*** Text block

6.2. Data Sensors

Building resilient data pipelines by validating data availability instead of relying solely on task completion status.

Introduction 

A common anti-pattern in data orchestration is relying on task completion to determine if downstream pipelines can proceed. Task completion indicates a process finished, but doesn’t guarantee the expected data is actually available.

Data sensors verify the actual presence and freshness of data before proceeding. This makes pipelines schedule-agnostic - they can be safely triggered at any time, not just at specific cadence intervals. This simplifies development, testing, backfills, and incident recovery.

The Problem with Task-Based Dependencies 

Traditional task-based dependencies create brittle pipelines. Consider a reporting pipeline depending on a core data pipeline:

from airflow.sensors.external_task import ExternalTaskSensor

wait_for_core_pipeline = ExternalTaskSensor(
    task_id="wait_for_core_pipeline",
    external_dag_id="core_data_pipeline",
    external_task_id="final_task",
    execution_date_fn=lambda dt: dt,
)

******
*** Dataset section

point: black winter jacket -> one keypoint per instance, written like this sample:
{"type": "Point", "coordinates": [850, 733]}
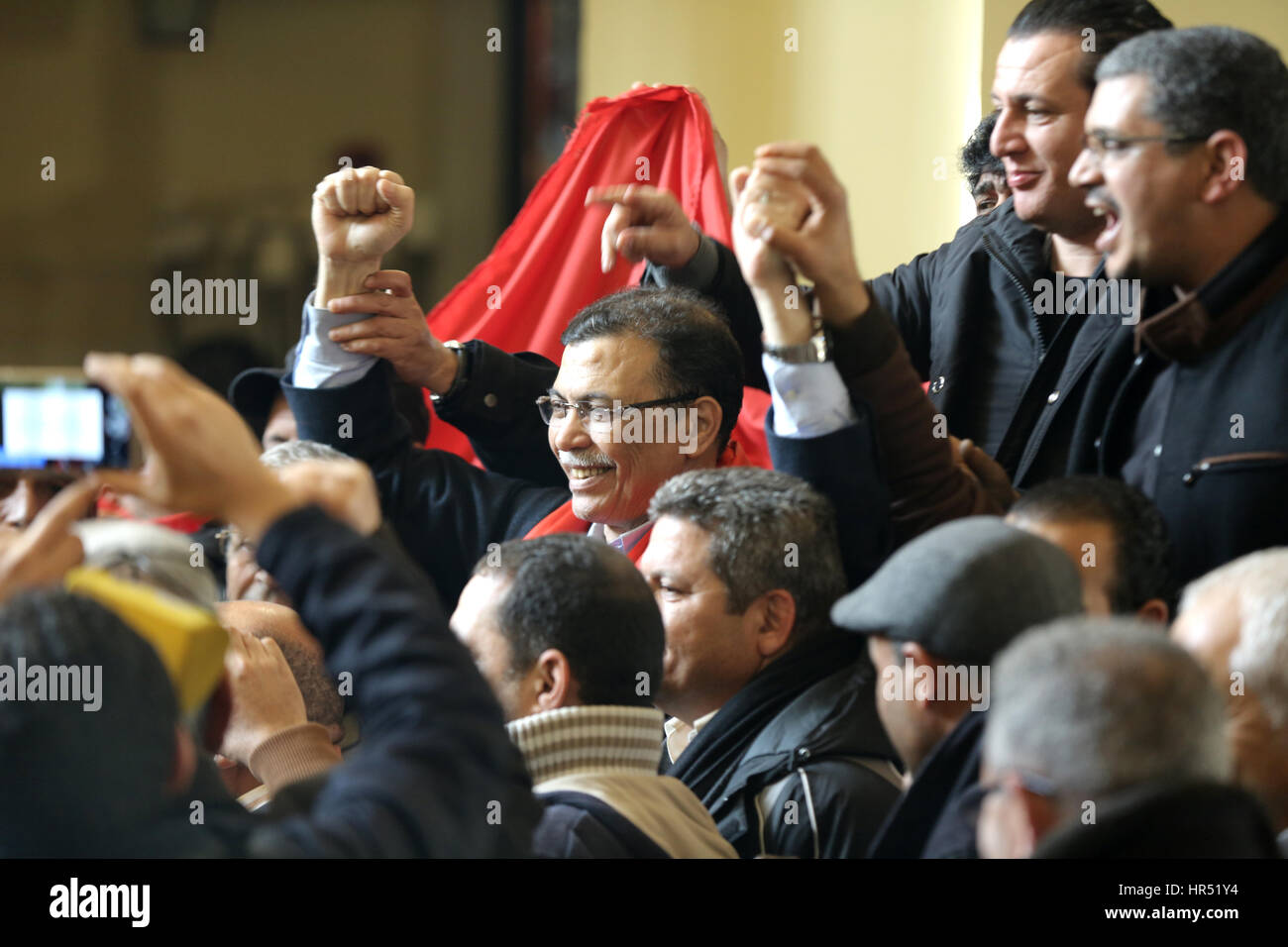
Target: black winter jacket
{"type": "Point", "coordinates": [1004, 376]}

******

**Task to complete:** Continue the text on data sensors in pipelines, picking up right after the ExternalTaskSensor code it ends with.

**Result of this task:**
Problems:

Manual Trigger Failures: Can’t trigger at arbitrary times for testing or backfill
Delayed Dependencies: May start before data is available if upstream is delayed
Date Logic Complexity: Calculating execution_date_fn for different schedules is error-prone
Cross-Schedule Issues: Monthly pipelines depending on daily data require complex date calculations

Data-Based Dependencies: A Better Approach 

Instead of checking if a task completed, verify that the data exists:

from airflow.providers.databricks.sensors.databricks_sql import DatabricksSqlSensor
from datetime import timedelta

wait_for_data = DatabricksSqlSensor(
    task_id="wait_for_subscription_data",
    sql="""
        SELECT 1
        FROM prod_monetization.core.active_subscriptions
        WHERE event_date = '{{ ds }}'
        LIMIT 1
    """,
    poke_interval=timedelta(minutes=10),
    timeout=timedelta(hours=2),
    mode="reschedule",
)

Advantages:

Works regardless of when triggered (scheduled, manual, backfill)
Ensures data actually exists before proceeding
Automatically waits if upstream is delayed
No complex date calculations needed
Can trigger at any time during the data interval

Real-World Example 

Monthly reporting pipeline depending on daily core data:

Customer Lifetime Value DAG with data sensors

from datetime import timedelta

from airflow.decorators import dag
from airflow.operators.empty import EmptyOperator
from airflow.providers.databricks.sensors.databricks_sql import DatabricksSqlSensor
from pendulum import datetime as pdatetime


CATALOG = "prod_monetization"
CORE_SCHEMA = "core"
BERLIN_TZ = "Europe/Berlin"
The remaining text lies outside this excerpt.